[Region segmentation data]

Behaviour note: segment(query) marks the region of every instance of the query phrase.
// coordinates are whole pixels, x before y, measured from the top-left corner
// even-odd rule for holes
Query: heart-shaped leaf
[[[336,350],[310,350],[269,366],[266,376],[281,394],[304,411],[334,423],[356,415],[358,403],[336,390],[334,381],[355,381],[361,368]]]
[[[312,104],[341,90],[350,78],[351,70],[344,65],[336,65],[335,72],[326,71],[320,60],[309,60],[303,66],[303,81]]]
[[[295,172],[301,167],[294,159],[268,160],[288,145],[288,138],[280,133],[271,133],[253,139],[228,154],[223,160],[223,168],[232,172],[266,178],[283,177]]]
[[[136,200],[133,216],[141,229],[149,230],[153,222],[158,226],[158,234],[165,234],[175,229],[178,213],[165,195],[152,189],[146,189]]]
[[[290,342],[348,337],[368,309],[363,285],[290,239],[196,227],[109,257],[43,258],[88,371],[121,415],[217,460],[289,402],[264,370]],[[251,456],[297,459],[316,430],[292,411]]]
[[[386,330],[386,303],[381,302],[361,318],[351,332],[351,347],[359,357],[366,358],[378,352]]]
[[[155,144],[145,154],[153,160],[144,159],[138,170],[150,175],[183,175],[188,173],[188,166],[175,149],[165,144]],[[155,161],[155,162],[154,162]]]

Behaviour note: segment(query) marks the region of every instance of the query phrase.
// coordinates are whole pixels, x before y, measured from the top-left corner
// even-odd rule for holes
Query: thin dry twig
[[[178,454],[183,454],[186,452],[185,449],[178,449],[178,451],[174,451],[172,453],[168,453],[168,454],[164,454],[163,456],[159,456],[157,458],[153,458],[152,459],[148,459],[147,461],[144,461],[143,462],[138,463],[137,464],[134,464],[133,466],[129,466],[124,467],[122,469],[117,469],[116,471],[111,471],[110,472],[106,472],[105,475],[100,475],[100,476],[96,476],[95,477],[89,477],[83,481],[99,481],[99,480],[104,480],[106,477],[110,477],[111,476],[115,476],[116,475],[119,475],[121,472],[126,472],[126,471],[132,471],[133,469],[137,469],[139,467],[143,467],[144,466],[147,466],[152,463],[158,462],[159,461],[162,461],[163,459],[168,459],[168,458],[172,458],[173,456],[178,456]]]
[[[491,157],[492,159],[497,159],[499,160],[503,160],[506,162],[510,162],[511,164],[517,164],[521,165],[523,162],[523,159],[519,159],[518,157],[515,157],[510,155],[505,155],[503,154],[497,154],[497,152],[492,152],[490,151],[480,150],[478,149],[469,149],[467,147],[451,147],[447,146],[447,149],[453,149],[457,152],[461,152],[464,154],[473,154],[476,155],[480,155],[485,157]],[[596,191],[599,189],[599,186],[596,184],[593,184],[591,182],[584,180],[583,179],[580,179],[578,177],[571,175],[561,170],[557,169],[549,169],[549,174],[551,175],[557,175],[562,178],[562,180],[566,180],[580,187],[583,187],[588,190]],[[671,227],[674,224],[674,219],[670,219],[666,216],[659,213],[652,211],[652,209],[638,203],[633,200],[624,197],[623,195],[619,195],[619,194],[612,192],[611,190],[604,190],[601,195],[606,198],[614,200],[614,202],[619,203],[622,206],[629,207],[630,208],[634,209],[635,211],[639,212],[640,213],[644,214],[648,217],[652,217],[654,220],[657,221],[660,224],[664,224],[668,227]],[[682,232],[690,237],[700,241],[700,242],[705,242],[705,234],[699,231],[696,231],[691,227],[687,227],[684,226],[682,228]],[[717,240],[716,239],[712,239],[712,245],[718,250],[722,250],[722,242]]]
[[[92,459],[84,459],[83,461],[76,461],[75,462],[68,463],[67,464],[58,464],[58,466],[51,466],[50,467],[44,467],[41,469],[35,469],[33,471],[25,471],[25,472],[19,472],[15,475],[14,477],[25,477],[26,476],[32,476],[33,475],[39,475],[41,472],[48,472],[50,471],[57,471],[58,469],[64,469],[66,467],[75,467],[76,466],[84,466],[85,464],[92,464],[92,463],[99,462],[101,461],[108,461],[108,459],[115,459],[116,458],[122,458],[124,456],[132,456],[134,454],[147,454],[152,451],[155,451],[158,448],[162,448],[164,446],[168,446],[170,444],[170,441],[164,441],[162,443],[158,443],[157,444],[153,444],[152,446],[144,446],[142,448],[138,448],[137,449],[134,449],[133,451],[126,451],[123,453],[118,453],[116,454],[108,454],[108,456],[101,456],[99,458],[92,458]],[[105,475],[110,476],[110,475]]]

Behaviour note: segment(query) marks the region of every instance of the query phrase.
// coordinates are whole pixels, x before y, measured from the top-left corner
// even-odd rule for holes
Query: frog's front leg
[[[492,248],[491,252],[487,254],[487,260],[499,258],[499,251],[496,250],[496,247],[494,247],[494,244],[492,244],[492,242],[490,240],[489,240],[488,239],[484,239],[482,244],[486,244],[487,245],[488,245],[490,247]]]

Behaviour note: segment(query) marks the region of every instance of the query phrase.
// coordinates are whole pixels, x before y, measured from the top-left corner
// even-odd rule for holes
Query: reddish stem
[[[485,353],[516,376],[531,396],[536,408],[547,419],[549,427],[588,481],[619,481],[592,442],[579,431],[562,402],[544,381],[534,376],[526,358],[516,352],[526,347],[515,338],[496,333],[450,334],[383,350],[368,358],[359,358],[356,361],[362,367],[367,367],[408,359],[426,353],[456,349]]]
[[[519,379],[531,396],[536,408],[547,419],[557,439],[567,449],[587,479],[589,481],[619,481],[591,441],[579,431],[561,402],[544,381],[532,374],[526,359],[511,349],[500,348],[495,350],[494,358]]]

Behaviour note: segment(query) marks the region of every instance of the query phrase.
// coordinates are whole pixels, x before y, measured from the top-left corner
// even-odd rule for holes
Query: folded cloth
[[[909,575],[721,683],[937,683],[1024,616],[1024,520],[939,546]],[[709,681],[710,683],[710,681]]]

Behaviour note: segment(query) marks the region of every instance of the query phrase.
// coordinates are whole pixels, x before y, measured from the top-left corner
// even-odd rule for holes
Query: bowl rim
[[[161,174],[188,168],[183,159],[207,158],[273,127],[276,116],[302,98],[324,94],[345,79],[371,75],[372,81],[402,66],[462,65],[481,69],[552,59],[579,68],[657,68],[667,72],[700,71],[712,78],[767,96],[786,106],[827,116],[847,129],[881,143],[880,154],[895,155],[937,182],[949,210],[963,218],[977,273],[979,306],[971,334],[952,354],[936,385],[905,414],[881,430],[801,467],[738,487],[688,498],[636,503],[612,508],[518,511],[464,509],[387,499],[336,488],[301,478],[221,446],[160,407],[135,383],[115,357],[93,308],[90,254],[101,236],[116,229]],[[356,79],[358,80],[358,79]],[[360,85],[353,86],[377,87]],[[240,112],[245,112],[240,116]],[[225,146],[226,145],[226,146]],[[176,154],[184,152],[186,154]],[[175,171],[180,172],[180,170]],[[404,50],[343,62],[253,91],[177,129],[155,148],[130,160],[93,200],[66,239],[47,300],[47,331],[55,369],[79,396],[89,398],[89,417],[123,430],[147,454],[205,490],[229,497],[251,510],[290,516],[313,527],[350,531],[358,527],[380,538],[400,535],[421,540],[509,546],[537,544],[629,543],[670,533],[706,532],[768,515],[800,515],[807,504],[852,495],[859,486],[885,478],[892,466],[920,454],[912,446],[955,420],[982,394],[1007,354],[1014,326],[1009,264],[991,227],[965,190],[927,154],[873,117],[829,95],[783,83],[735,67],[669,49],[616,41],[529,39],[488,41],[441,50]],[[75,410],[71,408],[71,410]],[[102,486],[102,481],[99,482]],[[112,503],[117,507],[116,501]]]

__Your instructions__: Can you repeat the items from the very first line through the line containing "Query: heart-shaped leaf", swapping "top-left corner" for "upper-left corner" and leaving everything else unchanged?

__Problem solution__:
Behaviour note: segment(query) marks the region of every instance of the query phrase.
// coordinates are whole pixels, x before y, measured from the upper-left corner
// even-odd rule for holes
Query: heart-shaped leaf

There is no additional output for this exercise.